Start

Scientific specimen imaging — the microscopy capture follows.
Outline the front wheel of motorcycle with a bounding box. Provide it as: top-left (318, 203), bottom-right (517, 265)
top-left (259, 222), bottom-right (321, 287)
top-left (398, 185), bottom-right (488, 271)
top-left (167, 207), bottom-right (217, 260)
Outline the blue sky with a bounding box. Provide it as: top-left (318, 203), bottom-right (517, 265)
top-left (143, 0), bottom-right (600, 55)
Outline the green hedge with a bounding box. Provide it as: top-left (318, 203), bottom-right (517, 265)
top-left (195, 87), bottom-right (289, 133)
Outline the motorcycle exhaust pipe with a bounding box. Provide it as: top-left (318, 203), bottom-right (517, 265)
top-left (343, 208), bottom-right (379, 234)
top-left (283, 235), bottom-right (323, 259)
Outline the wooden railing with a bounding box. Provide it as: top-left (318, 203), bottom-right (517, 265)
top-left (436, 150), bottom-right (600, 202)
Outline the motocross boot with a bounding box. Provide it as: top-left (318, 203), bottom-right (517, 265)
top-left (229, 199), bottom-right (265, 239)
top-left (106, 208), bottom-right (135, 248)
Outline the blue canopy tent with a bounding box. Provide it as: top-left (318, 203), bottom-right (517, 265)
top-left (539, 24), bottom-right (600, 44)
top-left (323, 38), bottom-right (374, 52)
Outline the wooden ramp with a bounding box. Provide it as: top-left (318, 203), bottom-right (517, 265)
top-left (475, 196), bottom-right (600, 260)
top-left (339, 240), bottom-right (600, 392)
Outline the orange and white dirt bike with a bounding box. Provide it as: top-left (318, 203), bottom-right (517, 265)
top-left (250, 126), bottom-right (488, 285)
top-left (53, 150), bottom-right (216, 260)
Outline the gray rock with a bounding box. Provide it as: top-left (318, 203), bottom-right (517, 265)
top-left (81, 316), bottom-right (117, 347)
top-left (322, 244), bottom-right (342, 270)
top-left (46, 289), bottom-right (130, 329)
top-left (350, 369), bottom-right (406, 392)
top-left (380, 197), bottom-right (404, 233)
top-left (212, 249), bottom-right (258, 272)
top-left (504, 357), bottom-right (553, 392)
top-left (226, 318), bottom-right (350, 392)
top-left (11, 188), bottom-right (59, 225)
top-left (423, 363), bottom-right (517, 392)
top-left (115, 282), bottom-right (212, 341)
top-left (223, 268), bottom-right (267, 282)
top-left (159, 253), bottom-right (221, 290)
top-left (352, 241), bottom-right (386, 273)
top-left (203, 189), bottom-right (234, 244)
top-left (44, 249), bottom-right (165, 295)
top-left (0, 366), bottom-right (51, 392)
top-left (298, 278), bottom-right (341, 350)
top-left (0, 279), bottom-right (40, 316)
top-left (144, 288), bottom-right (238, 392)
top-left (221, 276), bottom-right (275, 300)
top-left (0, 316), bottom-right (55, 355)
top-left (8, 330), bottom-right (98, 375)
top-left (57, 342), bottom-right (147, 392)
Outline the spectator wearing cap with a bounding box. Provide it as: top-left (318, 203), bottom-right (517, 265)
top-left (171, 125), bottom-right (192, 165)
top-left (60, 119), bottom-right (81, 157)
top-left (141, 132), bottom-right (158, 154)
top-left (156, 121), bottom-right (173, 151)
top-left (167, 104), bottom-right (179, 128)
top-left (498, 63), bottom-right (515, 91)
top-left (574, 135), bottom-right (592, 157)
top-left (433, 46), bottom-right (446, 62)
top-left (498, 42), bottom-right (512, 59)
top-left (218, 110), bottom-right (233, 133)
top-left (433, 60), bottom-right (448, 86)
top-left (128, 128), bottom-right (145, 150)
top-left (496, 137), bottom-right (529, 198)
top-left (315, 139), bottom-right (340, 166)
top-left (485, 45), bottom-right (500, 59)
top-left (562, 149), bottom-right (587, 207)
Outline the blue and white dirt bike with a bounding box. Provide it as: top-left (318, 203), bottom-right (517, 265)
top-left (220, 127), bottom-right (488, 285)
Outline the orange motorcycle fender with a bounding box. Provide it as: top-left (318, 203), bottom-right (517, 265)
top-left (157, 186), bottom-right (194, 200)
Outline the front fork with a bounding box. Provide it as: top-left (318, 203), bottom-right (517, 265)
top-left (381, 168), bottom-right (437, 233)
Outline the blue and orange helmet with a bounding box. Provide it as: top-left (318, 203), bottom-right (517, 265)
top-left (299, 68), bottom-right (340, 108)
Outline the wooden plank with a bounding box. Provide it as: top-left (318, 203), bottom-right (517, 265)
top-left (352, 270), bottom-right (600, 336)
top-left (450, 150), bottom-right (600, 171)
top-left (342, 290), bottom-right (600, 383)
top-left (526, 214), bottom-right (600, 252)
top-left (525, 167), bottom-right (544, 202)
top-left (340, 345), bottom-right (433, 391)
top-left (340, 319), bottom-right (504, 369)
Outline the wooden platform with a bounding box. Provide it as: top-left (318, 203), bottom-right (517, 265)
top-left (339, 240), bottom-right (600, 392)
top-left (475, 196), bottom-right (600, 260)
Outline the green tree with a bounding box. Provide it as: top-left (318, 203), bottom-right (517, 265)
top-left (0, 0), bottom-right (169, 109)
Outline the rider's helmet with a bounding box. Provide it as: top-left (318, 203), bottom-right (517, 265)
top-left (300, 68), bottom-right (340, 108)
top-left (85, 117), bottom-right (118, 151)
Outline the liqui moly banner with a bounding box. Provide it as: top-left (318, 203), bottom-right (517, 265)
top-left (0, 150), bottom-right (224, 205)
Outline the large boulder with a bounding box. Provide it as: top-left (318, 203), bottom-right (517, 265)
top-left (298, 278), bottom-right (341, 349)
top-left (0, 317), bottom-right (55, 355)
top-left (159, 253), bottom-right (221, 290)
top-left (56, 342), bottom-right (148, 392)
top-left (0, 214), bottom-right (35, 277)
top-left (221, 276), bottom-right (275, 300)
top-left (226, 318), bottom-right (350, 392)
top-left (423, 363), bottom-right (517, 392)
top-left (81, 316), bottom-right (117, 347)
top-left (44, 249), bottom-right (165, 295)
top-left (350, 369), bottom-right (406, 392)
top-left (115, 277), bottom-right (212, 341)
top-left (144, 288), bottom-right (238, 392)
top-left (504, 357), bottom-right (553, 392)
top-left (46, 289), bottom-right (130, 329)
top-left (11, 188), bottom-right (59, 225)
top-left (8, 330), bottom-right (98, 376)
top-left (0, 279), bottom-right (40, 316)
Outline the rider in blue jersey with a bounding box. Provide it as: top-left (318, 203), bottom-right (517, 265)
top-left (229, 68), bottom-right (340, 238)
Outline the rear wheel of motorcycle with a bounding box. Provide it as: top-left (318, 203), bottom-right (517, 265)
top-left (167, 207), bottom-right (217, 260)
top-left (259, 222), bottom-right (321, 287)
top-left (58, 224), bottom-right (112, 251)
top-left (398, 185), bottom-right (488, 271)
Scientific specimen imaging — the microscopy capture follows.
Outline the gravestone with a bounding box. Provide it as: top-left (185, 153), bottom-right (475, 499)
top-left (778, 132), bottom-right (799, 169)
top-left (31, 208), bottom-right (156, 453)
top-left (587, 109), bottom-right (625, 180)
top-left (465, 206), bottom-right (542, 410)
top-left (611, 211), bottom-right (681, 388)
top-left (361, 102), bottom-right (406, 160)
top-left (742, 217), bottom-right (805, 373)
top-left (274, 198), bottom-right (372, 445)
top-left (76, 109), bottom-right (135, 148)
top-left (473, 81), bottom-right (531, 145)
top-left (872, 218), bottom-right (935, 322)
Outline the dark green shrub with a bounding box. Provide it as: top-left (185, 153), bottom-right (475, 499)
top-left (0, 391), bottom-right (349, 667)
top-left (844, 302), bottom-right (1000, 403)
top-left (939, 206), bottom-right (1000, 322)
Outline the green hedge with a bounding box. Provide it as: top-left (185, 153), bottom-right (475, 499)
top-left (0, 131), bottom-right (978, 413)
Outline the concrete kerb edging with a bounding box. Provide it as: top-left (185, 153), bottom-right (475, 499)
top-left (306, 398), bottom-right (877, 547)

End
Start

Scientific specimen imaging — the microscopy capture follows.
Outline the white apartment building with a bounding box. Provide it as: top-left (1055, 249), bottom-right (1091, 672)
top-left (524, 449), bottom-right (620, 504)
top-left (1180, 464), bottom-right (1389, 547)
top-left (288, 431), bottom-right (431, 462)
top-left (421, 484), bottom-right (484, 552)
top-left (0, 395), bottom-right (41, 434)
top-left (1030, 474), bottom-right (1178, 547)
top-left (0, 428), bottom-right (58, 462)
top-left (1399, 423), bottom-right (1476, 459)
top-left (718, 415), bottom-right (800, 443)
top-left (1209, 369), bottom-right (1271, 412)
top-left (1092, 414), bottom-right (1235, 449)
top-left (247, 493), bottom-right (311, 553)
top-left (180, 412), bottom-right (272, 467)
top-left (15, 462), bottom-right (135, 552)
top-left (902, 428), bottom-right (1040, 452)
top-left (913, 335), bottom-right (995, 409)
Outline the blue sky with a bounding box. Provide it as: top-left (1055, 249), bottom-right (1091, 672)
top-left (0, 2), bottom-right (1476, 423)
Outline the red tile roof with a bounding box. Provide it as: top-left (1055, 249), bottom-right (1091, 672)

End

Job: Format the item lines above as a JSON list of strings, starting at the line with "Outline the wooden platform" and ending at the line with "top-left (0, 150), bottom-right (224, 205)", both included. Make one string for each line and leave out blank lines.

Result below:
[
  "Outline the wooden platform with a bounding box. Provide it as: top-left (318, 203), bottom-right (517, 265)",
  "top-left (339, 240), bottom-right (600, 392)",
  "top-left (475, 196), bottom-right (600, 260)",
  "Outline the green tree with a bounding box. Provide it as: top-left (318, 203), bottom-right (517, 265)",
  "top-left (0, 0), bottom-right (169, 109)",
  "Outline the rider's helmet with a bounding box. Provide it as: top-left (318, 203), bottom-right (517, 265)",
  "top-left (300, 68), bottom-right (340, 108)",
  "top-left (85, 117), bottom-right (118, 151)",
  "Outline the liqui moly banner with a bounding box. Provide it as: top-left (318, 203), bottom-right (517, 265)",
  "top-left (0, 150), bottom-right (224, 205)"
]